**ABOUT THIS EXERCISE:** Your answer should be every line of the entries that has the string "instance" in it.

══════

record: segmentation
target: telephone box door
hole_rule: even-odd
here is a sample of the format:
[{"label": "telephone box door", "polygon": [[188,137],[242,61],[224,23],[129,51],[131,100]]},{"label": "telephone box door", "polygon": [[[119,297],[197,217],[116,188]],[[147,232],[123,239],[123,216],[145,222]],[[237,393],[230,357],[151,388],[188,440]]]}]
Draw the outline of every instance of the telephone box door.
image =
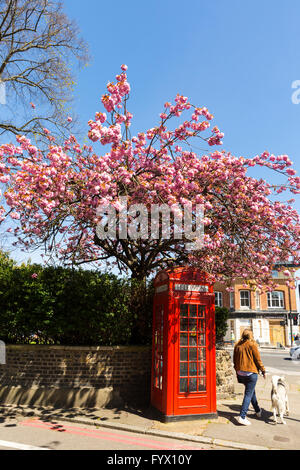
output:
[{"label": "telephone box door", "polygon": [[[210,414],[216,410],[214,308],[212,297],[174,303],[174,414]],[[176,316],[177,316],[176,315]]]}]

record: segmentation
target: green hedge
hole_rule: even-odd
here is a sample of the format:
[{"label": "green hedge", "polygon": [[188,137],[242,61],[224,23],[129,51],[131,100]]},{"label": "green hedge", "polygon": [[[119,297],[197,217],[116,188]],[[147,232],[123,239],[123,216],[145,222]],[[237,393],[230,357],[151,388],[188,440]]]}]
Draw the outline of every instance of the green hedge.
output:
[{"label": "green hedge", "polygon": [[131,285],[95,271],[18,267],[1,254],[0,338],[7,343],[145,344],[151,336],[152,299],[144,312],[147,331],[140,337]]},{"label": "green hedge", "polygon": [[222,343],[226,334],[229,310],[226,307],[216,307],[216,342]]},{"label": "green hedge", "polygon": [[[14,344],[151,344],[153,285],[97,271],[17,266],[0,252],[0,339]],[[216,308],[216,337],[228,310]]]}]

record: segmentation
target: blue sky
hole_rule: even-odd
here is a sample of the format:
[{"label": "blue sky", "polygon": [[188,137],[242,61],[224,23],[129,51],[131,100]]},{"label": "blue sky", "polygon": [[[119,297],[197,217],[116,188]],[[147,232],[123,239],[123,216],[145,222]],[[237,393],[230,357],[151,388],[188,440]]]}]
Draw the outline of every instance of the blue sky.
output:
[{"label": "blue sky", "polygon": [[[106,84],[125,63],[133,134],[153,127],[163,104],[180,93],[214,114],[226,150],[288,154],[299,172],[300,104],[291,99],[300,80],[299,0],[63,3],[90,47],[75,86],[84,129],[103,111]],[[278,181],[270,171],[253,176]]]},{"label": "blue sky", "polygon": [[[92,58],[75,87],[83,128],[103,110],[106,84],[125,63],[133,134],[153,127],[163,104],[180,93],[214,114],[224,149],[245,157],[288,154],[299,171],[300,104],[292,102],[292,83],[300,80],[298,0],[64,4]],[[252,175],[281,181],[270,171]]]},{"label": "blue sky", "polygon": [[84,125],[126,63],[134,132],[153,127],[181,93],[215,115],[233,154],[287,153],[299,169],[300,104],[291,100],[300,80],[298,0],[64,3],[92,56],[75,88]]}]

══════

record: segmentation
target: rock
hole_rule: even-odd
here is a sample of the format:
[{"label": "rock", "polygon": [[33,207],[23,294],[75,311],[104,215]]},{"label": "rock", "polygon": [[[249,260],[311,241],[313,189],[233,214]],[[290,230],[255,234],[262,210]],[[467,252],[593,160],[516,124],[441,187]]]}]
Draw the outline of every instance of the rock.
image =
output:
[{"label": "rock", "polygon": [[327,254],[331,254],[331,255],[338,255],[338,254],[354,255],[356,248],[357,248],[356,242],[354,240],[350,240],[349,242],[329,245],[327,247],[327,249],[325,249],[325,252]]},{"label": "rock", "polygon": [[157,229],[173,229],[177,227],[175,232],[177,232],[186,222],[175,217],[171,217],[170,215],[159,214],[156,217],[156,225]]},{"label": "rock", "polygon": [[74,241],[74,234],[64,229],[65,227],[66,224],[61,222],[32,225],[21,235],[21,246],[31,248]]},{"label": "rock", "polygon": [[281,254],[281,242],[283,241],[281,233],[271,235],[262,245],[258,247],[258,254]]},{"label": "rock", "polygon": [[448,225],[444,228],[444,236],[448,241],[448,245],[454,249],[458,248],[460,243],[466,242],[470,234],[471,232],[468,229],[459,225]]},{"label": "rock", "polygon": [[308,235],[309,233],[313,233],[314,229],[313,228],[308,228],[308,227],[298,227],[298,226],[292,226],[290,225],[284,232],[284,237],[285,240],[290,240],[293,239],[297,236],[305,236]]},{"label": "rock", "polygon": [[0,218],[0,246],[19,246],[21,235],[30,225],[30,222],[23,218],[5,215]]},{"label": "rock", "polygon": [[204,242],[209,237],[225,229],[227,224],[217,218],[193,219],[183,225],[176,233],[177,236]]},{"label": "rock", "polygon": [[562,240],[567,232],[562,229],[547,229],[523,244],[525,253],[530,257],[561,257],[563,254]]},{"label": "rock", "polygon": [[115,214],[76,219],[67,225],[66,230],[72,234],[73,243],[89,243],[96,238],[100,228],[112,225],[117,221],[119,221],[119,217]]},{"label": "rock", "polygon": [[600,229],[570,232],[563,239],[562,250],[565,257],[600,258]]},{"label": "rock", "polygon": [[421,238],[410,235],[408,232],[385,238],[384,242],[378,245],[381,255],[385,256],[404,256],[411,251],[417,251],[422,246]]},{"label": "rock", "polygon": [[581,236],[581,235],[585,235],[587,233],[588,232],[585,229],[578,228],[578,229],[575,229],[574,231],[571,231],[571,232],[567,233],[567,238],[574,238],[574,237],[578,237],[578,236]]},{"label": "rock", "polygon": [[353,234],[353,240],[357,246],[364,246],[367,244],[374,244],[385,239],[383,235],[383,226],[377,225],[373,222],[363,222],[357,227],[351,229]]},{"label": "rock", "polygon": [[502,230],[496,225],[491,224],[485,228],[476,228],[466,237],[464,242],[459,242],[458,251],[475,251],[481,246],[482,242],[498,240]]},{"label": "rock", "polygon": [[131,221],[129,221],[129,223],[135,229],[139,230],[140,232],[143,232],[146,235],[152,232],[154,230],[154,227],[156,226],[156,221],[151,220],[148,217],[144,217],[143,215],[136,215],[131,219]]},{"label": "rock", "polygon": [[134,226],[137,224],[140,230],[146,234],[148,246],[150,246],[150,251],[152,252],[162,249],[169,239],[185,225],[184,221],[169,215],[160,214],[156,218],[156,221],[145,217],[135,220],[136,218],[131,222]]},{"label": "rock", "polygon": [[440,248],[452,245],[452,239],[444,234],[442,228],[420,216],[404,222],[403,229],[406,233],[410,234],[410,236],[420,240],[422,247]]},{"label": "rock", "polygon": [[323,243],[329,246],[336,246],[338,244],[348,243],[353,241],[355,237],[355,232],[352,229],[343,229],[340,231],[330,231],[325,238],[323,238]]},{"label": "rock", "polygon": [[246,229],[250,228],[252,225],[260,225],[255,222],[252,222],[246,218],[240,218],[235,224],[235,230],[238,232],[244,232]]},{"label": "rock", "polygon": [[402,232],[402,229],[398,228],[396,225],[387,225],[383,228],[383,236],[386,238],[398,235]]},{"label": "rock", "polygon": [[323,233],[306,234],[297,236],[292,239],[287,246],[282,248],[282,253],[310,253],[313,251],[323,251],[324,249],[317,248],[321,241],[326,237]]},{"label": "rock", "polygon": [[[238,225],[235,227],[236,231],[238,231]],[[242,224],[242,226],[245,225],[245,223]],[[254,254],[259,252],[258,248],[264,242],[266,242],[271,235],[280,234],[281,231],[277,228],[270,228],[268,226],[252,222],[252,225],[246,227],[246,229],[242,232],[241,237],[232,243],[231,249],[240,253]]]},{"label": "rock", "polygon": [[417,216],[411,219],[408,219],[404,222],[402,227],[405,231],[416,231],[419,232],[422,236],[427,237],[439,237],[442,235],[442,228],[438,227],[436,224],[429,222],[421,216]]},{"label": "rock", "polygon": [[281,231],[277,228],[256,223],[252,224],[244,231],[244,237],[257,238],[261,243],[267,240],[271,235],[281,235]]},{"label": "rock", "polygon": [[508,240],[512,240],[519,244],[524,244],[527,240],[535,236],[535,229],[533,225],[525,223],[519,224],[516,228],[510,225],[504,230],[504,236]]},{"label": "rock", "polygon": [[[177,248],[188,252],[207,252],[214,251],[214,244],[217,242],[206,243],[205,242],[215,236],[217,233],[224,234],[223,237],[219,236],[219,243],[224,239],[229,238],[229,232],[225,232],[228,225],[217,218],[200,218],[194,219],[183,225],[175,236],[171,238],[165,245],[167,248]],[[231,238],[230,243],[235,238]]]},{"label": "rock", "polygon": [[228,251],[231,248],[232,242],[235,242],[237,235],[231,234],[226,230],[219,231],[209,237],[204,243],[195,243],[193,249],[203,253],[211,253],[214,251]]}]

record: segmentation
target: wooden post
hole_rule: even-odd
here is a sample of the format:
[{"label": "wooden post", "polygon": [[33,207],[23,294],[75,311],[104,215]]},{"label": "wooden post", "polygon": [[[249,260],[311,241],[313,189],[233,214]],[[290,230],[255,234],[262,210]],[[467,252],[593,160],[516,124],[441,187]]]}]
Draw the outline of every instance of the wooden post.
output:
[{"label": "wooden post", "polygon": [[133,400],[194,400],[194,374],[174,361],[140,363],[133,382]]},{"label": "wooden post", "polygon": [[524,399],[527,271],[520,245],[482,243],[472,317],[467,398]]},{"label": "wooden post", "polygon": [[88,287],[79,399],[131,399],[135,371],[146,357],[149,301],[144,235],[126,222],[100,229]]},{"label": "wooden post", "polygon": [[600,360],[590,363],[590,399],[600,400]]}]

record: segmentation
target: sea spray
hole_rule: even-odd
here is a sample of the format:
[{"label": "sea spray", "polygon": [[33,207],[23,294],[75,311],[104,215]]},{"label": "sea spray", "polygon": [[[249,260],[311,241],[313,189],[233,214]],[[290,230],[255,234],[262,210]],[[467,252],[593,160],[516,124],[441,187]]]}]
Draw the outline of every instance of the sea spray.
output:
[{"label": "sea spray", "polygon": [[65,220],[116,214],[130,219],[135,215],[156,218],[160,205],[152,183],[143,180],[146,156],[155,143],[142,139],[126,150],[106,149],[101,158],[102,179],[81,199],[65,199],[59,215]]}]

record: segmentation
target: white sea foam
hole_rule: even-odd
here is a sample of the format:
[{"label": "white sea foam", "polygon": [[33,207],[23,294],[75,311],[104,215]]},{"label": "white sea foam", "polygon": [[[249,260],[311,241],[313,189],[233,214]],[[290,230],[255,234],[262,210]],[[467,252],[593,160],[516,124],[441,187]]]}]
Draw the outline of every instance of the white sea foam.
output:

══════

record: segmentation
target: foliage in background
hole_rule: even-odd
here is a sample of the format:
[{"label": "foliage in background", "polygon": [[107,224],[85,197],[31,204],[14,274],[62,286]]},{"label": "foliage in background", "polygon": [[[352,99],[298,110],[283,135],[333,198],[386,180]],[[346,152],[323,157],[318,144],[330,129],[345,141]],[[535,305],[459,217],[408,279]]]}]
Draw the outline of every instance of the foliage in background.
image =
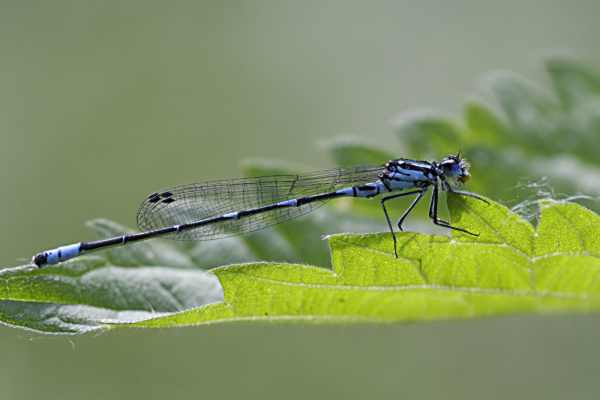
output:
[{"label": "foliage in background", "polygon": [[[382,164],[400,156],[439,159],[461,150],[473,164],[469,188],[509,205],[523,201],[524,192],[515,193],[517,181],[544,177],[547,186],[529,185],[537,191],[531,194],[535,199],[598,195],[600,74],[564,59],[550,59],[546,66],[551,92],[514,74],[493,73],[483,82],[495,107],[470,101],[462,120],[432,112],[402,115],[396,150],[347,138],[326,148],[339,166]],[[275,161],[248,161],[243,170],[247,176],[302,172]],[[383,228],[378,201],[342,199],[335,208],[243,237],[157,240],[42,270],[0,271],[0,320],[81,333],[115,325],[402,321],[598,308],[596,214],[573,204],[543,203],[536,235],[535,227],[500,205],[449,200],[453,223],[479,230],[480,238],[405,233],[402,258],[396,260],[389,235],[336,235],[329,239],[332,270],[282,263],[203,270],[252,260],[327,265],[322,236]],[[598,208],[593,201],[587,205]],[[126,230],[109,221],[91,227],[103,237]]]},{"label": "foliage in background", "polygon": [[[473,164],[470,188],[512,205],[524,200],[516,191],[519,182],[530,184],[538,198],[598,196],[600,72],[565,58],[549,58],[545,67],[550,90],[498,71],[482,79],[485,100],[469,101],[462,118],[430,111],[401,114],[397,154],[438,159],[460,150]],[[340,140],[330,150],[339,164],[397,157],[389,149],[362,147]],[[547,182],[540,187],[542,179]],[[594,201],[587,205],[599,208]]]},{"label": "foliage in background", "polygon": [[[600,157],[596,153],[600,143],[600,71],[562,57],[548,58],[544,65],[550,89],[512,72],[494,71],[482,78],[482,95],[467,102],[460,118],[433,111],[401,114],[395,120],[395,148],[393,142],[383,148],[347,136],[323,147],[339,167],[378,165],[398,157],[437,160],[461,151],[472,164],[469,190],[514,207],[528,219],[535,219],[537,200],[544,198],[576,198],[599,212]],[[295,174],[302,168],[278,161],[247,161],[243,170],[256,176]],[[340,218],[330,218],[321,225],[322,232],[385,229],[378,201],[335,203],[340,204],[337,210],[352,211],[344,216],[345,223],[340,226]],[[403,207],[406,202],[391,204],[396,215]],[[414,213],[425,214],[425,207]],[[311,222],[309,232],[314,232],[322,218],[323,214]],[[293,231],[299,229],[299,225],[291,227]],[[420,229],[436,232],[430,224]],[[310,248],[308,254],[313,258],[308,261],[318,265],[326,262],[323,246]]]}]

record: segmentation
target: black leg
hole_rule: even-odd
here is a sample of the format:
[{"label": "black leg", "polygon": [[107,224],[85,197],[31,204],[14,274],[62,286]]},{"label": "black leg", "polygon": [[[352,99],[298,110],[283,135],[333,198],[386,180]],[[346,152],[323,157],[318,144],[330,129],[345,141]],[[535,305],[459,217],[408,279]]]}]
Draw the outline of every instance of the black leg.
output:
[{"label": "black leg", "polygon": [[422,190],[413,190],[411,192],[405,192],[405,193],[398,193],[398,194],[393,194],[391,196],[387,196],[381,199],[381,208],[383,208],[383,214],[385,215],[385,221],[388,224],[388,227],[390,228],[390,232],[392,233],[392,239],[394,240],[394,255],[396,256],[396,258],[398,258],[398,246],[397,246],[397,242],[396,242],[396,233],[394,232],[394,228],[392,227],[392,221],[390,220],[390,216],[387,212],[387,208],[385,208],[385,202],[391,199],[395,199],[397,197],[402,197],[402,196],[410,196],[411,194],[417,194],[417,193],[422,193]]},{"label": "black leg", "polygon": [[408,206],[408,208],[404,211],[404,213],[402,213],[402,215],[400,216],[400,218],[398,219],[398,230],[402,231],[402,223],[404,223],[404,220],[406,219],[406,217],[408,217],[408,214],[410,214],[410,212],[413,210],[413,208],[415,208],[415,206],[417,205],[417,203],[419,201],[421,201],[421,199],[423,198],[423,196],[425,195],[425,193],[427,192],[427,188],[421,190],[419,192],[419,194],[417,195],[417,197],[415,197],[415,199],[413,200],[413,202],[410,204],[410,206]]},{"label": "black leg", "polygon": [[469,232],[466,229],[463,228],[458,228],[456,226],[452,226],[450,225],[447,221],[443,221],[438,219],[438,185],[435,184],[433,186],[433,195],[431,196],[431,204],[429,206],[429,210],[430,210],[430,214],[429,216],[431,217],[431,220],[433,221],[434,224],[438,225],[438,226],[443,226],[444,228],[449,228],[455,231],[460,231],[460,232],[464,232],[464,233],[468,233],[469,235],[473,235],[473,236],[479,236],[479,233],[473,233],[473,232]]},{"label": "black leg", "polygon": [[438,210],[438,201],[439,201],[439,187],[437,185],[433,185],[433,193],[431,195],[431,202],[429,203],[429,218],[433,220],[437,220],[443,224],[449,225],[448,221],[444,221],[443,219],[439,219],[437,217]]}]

══════

**RESPONSE TO THE EXERCISE:**
Draw the outline of every instance of the telephone box door.
Draw the outline of every instance of the green hedge.
Draw the outline of every instance of the blue sky.
Draw the outline of every instance of the rock.
Draw the outline of every instance of the wooden post.
Draw the outline of every instance of the sea spray.
Draw the outline of every instance of the white sea foam.
Draw the outline of every instance of the foliage in background.
Draw the outline of every instance of the black leg.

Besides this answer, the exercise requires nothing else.